[TASK GOAL]
All of the listing below must be repeated word for word. Pictures are the only thing to omit.

[DATA LINES]
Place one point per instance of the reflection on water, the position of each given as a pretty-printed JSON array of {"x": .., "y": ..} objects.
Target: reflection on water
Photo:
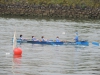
[
  {"x": 48, "y": 59},
  {"x": 16, "y": 64}
]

[ANSWER TO THIS PROBLEM]
Place one point per instance of the reflection on water, the position of each given as a pretty-printed JSON array of {"x": .., "y": ..} objects.
Target: reflection on water
Photo:
[
  {"x": 48, "y": 59},
  {"x": 16, "y": 64}
]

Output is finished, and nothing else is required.